**SUPPLIED PASSAGE:**
---+---
Finally, the government asserts that Mr. Wheeler’s “revenge motive,”
evidenced by his post-arrest interrogation, shows his intent to threaten. Id. at 25.
Mr. Wheeler’s statement that he was “trying to stick it to the man and say ‘f***
you’” and the satisfaction Mr. Wheeler stated he would receive from somebody
carrying out his orders certainly are the types of circumstantial evidence relevant
to a jury’s determination of whether an individual acted with the requisite intent.
See Wingfield v. Massie, 122 F.3d 1329, 1333 (10th Cir. 1997). The government
can certainly argue this to the jury, but that does not resolve the issue. This is not
an instance where an omitted element was “supported by uncontroverted
evidence,” Neder, 527 U.S. at 18; thus, the issue of intent must be determined by
a jury upon retrial given our resolution of the sufficiency issue.
---+---
**REQUIREMENTS:**
1. According to the Wheeler passage, who must determine the issue of intent upon retrial?
2. Write the next part of the Wheeler passage, picking up after its final sentence.
The items that come next have no connection to the Wheeler passage.
---+---
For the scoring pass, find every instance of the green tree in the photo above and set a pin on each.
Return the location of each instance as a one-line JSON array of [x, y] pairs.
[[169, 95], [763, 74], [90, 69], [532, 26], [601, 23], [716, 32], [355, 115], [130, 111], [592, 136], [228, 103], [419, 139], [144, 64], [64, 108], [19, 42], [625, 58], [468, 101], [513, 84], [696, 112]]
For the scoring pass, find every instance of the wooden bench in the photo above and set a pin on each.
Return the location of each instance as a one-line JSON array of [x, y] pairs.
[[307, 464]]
---+---
**TASK ANSWERS:**
1. A jury.

2.
B. Sufficiency of the Evidence
Mr. Wheeler also contends that the evidence was insufficient to support his
conviction under § 875(c) because his Facebook posts do not express his own
intent to do violence. We must address Mr. Wheeler’s sufficiency challenge
because, if successful, it would prevent his retrial. See Burks v. United States,
437 U.S. 1, 18 (1978).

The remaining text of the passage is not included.